Exercise details
Your task is to transcribe all of the data below exactly, omitting the images.

Data shown
+ + + + +

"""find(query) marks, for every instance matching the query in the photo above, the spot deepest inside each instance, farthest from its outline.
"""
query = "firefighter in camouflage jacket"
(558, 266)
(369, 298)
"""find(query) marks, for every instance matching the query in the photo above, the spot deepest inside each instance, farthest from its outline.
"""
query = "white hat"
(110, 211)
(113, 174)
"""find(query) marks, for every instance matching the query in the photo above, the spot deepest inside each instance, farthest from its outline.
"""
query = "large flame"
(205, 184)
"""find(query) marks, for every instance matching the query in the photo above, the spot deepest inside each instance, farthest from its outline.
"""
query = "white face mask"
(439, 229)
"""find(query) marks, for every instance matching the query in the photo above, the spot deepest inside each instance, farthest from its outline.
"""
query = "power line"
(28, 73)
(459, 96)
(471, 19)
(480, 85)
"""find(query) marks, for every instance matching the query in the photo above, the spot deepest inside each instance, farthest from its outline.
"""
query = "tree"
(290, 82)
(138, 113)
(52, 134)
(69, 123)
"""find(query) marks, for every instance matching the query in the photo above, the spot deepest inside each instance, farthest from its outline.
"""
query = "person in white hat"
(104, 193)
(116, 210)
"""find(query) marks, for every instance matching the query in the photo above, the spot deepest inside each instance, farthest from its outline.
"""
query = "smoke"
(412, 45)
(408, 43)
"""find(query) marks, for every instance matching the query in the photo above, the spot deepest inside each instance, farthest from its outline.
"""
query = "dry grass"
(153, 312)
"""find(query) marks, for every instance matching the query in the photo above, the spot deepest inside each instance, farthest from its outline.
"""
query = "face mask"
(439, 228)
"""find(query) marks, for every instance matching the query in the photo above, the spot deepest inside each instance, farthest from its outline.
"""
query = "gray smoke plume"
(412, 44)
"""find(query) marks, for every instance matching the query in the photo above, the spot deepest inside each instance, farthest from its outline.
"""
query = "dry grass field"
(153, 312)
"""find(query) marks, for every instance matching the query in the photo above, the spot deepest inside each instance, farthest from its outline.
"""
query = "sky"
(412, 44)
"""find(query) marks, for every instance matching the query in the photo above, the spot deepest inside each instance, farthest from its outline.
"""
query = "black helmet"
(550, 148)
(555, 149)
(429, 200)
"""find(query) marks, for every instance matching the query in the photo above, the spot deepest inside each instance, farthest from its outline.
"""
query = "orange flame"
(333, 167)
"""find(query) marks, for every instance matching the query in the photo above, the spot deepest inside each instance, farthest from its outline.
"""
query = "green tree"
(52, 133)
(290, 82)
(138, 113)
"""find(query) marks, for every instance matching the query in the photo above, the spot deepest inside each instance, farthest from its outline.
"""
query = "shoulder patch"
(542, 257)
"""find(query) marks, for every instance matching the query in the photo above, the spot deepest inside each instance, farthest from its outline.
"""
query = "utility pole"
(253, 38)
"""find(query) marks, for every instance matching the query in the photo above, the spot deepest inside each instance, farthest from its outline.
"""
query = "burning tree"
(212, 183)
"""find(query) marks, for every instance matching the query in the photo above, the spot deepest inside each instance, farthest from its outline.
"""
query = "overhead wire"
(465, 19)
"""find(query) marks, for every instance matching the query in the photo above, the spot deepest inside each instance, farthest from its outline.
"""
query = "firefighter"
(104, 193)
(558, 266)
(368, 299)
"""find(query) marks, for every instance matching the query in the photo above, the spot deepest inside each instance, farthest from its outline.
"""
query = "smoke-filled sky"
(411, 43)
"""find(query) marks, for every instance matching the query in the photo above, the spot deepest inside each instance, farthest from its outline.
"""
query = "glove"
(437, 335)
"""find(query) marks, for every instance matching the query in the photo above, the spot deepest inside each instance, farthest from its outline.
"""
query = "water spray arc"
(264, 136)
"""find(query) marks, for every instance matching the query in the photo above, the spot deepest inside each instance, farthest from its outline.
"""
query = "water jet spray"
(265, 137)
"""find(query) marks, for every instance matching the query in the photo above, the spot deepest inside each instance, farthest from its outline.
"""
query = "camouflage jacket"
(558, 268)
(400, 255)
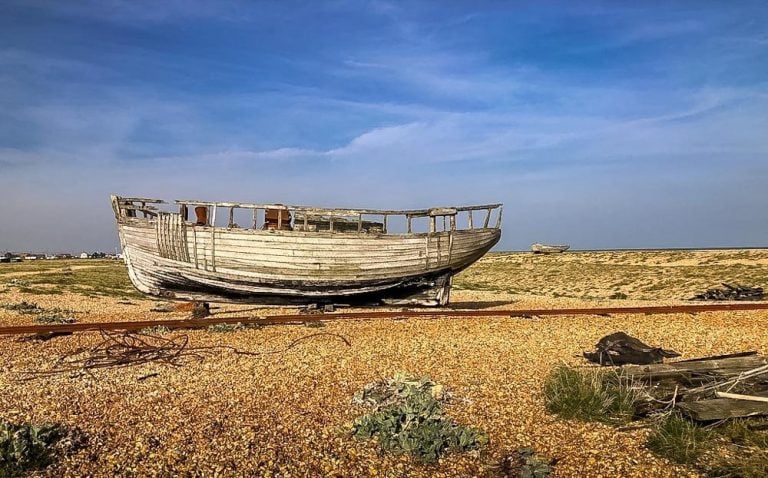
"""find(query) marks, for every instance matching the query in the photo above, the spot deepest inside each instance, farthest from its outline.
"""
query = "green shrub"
(26, 447)
(678, 439)
(408, 418)
(589, 395)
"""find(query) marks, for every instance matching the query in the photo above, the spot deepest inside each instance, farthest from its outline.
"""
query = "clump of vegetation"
(526, 463)
(678, 439)
(407, 417)
(590, 395)
(27, 447)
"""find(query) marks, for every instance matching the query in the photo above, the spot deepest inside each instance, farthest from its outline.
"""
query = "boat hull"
(169, 258)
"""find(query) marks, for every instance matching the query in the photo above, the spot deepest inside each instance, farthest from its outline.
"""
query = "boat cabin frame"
(279, 216)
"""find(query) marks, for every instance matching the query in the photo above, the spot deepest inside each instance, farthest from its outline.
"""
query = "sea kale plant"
(407, 417)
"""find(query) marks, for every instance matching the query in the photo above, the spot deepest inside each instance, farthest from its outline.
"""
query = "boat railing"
(304, 218)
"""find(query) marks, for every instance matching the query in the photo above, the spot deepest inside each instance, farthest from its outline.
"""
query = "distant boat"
(298, 254)
(549, 248)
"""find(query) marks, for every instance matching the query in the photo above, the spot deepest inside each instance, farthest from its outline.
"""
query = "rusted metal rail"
(303, 318)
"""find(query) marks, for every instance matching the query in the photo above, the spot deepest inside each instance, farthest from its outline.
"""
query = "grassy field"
(287, 409)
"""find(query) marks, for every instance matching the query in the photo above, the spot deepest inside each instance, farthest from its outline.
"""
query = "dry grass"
(290, 413)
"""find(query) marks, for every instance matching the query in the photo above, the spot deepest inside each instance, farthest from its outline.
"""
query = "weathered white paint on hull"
(167, 257)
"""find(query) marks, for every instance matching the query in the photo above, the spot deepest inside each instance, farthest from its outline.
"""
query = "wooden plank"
(722, 408)
(722, 367)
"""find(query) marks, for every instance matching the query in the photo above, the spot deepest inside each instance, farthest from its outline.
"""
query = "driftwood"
(722, 408)
(705, 389)
(619, 348)
(731, 292)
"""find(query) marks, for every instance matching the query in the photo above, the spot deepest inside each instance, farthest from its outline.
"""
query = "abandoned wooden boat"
(548, 248)
(296, 254)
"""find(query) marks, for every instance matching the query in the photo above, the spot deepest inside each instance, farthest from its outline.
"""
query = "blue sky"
(599, 124)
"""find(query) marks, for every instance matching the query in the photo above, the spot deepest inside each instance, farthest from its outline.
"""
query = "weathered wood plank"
(722, 408)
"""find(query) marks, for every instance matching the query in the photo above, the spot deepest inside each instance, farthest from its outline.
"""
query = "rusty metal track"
(302, 318)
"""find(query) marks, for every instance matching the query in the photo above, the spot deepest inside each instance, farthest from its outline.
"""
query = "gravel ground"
(288, 413)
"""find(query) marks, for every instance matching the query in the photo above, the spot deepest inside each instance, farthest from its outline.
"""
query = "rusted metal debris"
(304, 318)
(619, 348)
(123, 349)
(731, 292)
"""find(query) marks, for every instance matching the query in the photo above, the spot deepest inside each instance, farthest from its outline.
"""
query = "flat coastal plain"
(287, 410)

+ + + + +

Result of the exercise
"""find(query) marks, for every instance matching the query in the photo above, the spot deepest inside each instance, farthest from its outline.
"""
query = "firefighter in camouflage jacket"
(558, 266)
(369, 298)
"""find(query) marks, for every instance matching the query in the photo above, the spot deepest inside each instance, farthest from its outline.
"""
query = "white hat"
(110, 211)
(113, 174)
"""find(query) marks, for every instance matching the query in the photo above, the spot deepest inside each instance, farthest from its outline.
"""
query = "large flame"
(205, 184)
"""find(query) marks, for every instance matching the query in the photo above, the spot deepest inside each instance, farthest from its outline.
"""
query = "white face mask"
(439, 229)
"""find(query) marks, for every instance matching the query in the photo above, the spot deepest inside each instance, farthest from its outline.
"""
query = "power line"
(28, 73)
(459, 96)
(471, 19)
(480, 85)
"""find(query) marks, for every instance matching the query in the photo above, the spot deepest inside each instance, farthest from its outline.
"""
query = "tree"
(290, 82)
(138, 113)
(52, 134)
(69, 123)
"""find(query) marks, for every instance matching the query in the photo above, the spot deepest inside each instance, farthest from its outline.
"""
query = "person in white hat"
(104, 193)
(116, 210)
"""find(query) marks, for every instance matching the query in the photo above, the spot deepest inside each instance, farthest from its outline.
"""
query = "smoke"
(412, 45)
(408, 43)
"""find(query) marks, for every instance matching the query in the photo above, the spot deepest inside each instance, farthest from its outline.
"""
query = "dry grass"
(153, 312)
"""find(query) marks, for every instance matching the query in the photo above, the spot deepest inside each instance, farthest from its outline.
"""
query = "face mask"
(439, 228)
"""find(query) marks, for every instance matching the query in the photo above, the spot deepest inside each instance, farthest from its outline.
"""
query = "gray smoke plume"
(412, 44)
"""find(query) marks, for every instance matching the query in the photo above, the spot deepest inside each instance, farthest from its outline.
"""
query = "dry grass field"
(153, 312)
"""find(query) marks, for every instance matching the query in the photo above, the spot deepest inside each instance, farthest from its outline.
"""
query = "sky"
(412, 44)
"""find(query) marks, for every instance matching the query in the photo above, the spot deepest inside each instance, farthest from its outline.
"""
query = "black helmet"
(550, 148)
(555, 149)
(429, 200)
"""find(query) marks, for every instance matching the query in the photo above, the spot deepest inside each instance, farthest from its outline.
"""
query = "orange flame"
(333, 167)
"""find(query) marks, for every instance matching the query in the photo above, the spot deepest inside each instance, farthest from its outline.
"""
query = "green tree"
(52, 133)
(290, 82)
(138, 113)
"""find(query) marks, for every instance matching the query in the photo above, the spot deepest inside each instance, farthest from its outline.
"""
query = "shoulder patch"
(542, 257)
"""find(query) marks, for every instance matching the query in the photo above, the spot deepest inside each instance, farthest from its outline.
"""
query = "utility pole"
(253, 38)
"""find(query) marks, for every instance matching the query in the photo above, the spot deepest inside each instance, farthest from its outline.
"""
query = "burning tree"
(212, 183)
"""find(query) marks, for every instance matching the query in the photo above, the spot deepest inside each instance, farthest from its outline.
"""
query = "overhead wire"
(465, 19)
"""find(query) marks, for every instance matching the query in the photo above, the spot deepest inside each instance, farthest from its outline.
"""
query = "firefighter"
(104, 193)
(558, 266)
(368, 299)
"""find(query) marks, for every instance matching the query in the photo above, the spot deepest inside each instance, farthest from its outline.
"""
query = "smoke-filled sky"
(411, 43)
"""find(query) marks, for every instance matching the query in the photo above, the spot deepest inside each instance, farthest from its outline.
"""
query = "glove"
(437, 335)
"""find(query) marks, for every instance matching the query in the photo above, the spot deepest inside each instance, farthest from its outline.
"""
query = "water spray arc"
(264, 136)
"""find(query) marks, for every instance matching the query in the photo above, the spot deepest inside each instance, farthest from its outline.
"""
query = "water jet spray"
(265, 137)
"""find(query) marks, for every instance matching the query in the photo above, the spot deepest inside each instance, farthest from its outline.
"""
query = "camouflage jacket"
(558, 268)
(400, 255)
"""find(query) marks, for every instance matching the query in the photo above, the spot deepest inside each instance, farthest from its outline.
"""
query = "green shrub"
(26, 447)
(678, 439)
(408, 418)
(589, 395)
"""find(query) marks, for every instance matching the query in the photo above, the spot deepest inside each instance, farthest from its outline.
"""
query = "clump of vegetation"
(526, 463)
(678, 439)
(407, 417)
(590, 395)
(27, 447)
"""find(query) marks, for every instance matching the query in the photo above, the spot deepest inside each instance, farthest from its outline.
"""
query = "boat hull"
(169, 258)
"""find(query) marks, for every instance matching the query in the photo above, the spot deepest inside each instance, farthest from its outline.
"""
query = "boat cabin frame"
(279, 216)
"""find(query) marks, for every instance matching the query in the photo above, the spot deepest inside each instance, farthest from its outline.
"""
query = "sea kale plant"
(407, 417)
"""find(query) marks, for every instance matching the query in the photo above, the spot deepest inside each instance, farthest from its outline.
"""
query = "boat railing"
(304, 218)
"""find(query) marks, for every instance matching the query in the photo above, the spot deepest inside each instance, farthest from its outline.
"""
query = "distant boat"
(298, 254)
(549, 248)
"""find(query) marks, for every instance matching the query in the photo above, the spot deepest inside each instance, farthest from its outline.
"""
query = "rusted metal rail"
(303, 318)
"""find(query) marks, for every instance matching the query in the photo above, the spot deepest inside each instance, farthest from its outline.
"""
query = "grassy field"
(287, 409)
"""find(query) marks, for every instance matching the query in the photo above, the spot deepest inside each instance, farthest from its outline.
"""
query = "dry grass"
(290, 413)
"""find(query) marks, for every instance matching the query in the photo above, the spot deepest inside each instance, farthest from its outline.
"""
query = "weathered white paint on hull"
(167, 257)
"""find(query) marks, for every instance matching the query in the photo above, the spot deepest inside each instance, farthest from its outline.
"""
query = "wooden plank"
(722, 408)
(722, 367)
"""find(query) marks, for every instance matching the query in the photo above, the spot deepest inside each instance, farthest from its outline.
"""
query = "driftwood"
(722, 408)
(705, 389)
(619, 348)
(731, 292)
"""find(query) marks, for every instance matching the query in the photo above, the spot deepest inside each instance, farthest from its outline.
"""
query = "abandoned wooden boat"
(548, 248)
(296, 254)
"""find(query) marks, for every instance matching the query in the photo above, the spot deepest inside each instance, farthest from its outline.
"""
query = "blue sky"
(599, 124)
"""find(query) marks, for every instance matching the query in the photo above, the spot deepest inside each instance, farthest from its outline.
"""
query = "weathered wood plank"
(722, 408)
"""find(query) marks, for every instance matching the query in the photo above, the spot deepest inside each instance, farthest from its outline.
"""
query = "rusty metal track"
(302, 318)
"""find(query) marks, for every instance matching the query in the photo above, the spot deepest inside each instance, farthest from its outline.
"""
query = "gravel ground"
(288, 413)
"""find(query) marks, for every instance matching the query in the photo above, the spot deepest inside each instance, farthest from its outline.
"""
query = "rusted metal debris"
(304, 318)
(619, 348)
(123, 349)
(731, 292)
"""find(query) marks, for every instance matching the query in the photo above, the spot deepest inside each instance, farthest from its outline.
"""
query = "flat coastal plain"
(287, 410)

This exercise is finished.